PROBLEM TO WORK ON ▸ Copy every line from the one containing "Reviewer note: verify one keypoint per instance of the large" through the last line of the records below, both included, and nothing else.

(Records excerpted from a collection)
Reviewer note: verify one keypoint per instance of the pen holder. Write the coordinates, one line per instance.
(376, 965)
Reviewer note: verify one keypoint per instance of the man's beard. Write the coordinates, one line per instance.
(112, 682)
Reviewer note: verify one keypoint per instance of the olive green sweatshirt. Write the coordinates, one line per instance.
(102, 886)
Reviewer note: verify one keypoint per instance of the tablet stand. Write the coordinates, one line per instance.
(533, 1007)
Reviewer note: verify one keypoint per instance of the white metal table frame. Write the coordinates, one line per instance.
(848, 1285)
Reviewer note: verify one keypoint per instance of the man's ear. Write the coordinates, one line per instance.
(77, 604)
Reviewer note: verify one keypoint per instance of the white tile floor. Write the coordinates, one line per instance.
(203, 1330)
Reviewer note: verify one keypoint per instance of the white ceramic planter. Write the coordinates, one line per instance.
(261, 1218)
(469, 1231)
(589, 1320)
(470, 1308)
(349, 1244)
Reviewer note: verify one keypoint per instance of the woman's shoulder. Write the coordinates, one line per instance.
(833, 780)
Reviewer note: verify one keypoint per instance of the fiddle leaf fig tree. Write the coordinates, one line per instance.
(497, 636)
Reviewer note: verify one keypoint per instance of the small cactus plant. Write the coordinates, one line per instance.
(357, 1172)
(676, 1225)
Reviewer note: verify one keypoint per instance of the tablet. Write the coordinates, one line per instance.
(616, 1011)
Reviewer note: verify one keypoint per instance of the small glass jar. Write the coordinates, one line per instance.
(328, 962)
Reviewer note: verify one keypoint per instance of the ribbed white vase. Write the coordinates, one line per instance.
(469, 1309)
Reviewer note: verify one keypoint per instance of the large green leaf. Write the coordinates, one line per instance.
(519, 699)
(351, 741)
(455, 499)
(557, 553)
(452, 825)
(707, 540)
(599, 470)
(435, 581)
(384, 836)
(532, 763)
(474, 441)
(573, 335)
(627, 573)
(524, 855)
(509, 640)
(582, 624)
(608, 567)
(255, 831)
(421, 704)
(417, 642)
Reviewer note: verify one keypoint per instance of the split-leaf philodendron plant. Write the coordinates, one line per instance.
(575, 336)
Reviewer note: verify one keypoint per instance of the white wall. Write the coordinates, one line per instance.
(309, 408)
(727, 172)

ANSWER IN FULL ▸
Reviewer note: verify one keypoint per instance of the large green leaf. Write the coordinates, one line per instance.
(519, 699)
(351, 741)
(455, 499)
(557, 553)
(452, 825)
(707, 540)
(599, 470)
(435, 581)
(384, 836)
(532, 763)
(474, 441)
(573, 335)
(627, 573)
(524, 855)
(509, 640)
(582, 624)
(608, 567)
(255, 831)
(421, 704)
(417, 642)
Reviewer note: verify one keypoint per instance of the split-leaf philodendron plant. Write the coordinates, one line per instance.
(575, 336)
Reviewer note: verify one keypoint per instance of the white wall. Write the coordinates, one line per instance.
(309, 408)
(727, 172)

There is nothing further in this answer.